** DOCUMENT **
┄┄┄┄┄┄┄┄┄┄

Category Archives: Methodology

News and articles about social research methodology, digital research, computational social science, R coding, data and text mining

When Pearson’s r Fools You: Why Caution is Necessary When Working with Time Series

The Pearson’s r coefficient is the most popular metric of correlation. In the social sciences, researchers not attuned to the nuances of statistics may be tempted to use it every time they need to compute the correlation between variables, including time series. However, several aspects should be considered when applying this method to time series data.

I present three scenarios where the correlation coefficient can be misleading without deeper data analysis:

  1. Series with a common long-term trend but divergent short-term behavior.
  2. Series with common seasonality or cyclical fluctuations.
  3. Time series with regime-switching characteristics, exhibiting different behaviors at different stages.

These examples illustrate why calculating correlations between time series requires careful consideration and a thorough understanding of the underlying processes.

Case 1: Common Trend

Two series may have a common trend, for example, increasing or decreasing together. Such behavior returns a very high value of Pearson’s correlation coefficient. In the case of the series below the correlation coefficient is 0.99, indicative of an almost perfect positive correlation.

TIme series sharing a common trend.

However, if we look at how the series proceed point by point, we can see even antithetical behavior (one goes up, the other goes down) or completely random behavior. In the case of this example, if we subtract the trend from the series and calculate the correlation coefficient again, we find a value indicative of an inverse rather than positive correlation: r=-0.38.

┄┄┄┄┄┄┄┄┄┄

** GIVEN ENTRIES **
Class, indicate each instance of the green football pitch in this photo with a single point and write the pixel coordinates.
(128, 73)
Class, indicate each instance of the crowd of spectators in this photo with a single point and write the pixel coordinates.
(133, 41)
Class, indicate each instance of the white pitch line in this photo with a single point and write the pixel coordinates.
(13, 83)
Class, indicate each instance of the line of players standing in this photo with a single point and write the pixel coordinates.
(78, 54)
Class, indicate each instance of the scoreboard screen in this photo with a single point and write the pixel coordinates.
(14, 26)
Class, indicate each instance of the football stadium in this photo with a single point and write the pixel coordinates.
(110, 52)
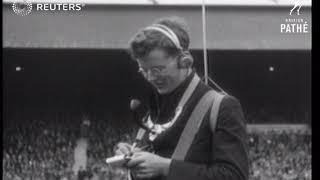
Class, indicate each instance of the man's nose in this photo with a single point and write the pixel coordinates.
(151, 77)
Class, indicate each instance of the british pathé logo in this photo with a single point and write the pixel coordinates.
(295, 24)
(297, 6)
(22, 8)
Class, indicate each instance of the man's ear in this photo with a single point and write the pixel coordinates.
(185, 60)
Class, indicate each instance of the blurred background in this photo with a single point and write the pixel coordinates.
(68, 82)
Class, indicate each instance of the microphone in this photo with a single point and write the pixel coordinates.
(134, 105)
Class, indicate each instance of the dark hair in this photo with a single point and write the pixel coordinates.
(147, 40)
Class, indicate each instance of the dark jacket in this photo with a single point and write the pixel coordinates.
(218, 155)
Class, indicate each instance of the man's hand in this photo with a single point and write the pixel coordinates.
(125, 149)
(147, 165)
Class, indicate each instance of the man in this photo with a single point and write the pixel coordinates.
(162, 53)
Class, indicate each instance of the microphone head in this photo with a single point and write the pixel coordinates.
(134, 104)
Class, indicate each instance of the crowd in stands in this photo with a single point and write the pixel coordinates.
(40, 150)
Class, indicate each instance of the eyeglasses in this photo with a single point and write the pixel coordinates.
(154, 71)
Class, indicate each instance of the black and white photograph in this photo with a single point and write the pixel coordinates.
(157, 90)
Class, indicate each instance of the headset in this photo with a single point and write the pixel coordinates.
(185, 60)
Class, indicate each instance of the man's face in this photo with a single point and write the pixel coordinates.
(161, 71)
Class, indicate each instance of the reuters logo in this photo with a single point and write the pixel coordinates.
(22, 8)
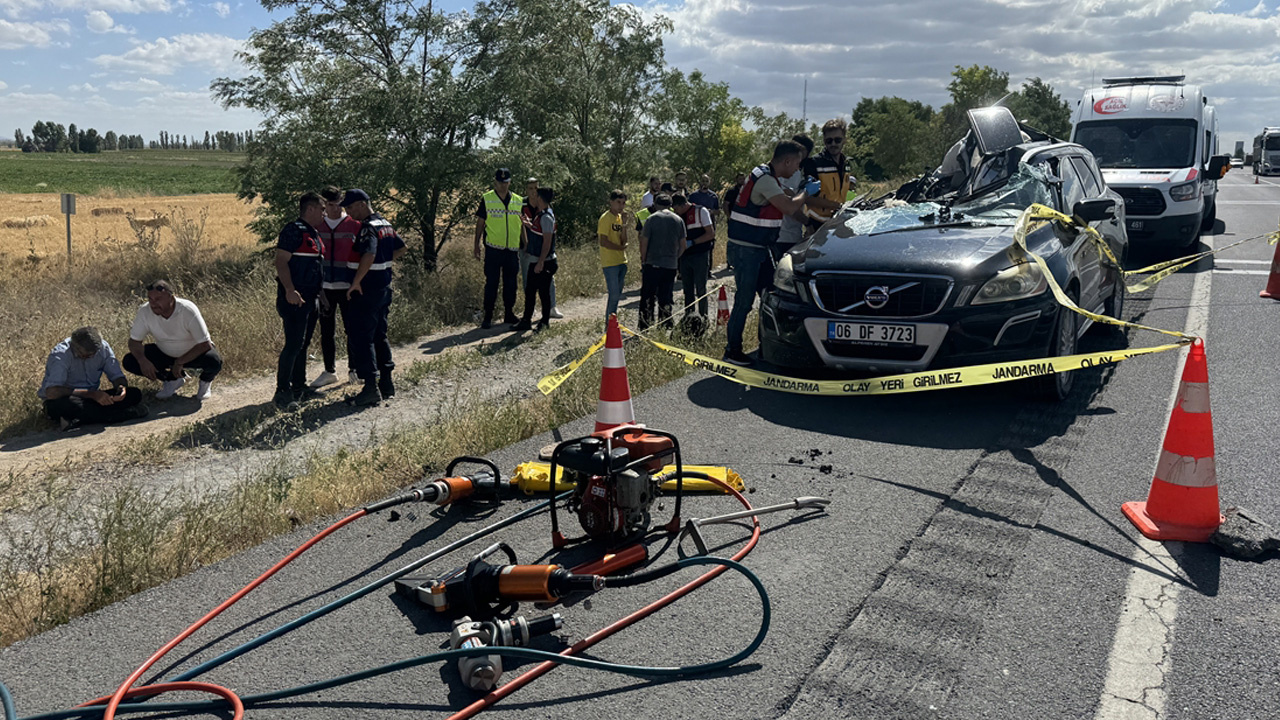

┄┄┄┄┄┄┄┄┄┄

** DIRECTIVE **
Please reproduce a passage from the Pearson's r article word for word, beginning at the words "3. Time series" and stopping after "the underlying processes.". You won't need the records for this.

** SOLUTION TO THIS EXERCISE **
3. Time series with regime-switching characteristics, exhibiting different behaviors at different stages.

These examples illustrate why calculating correlations between time series requires careful consideration and a thorough understanding of the underlying processes.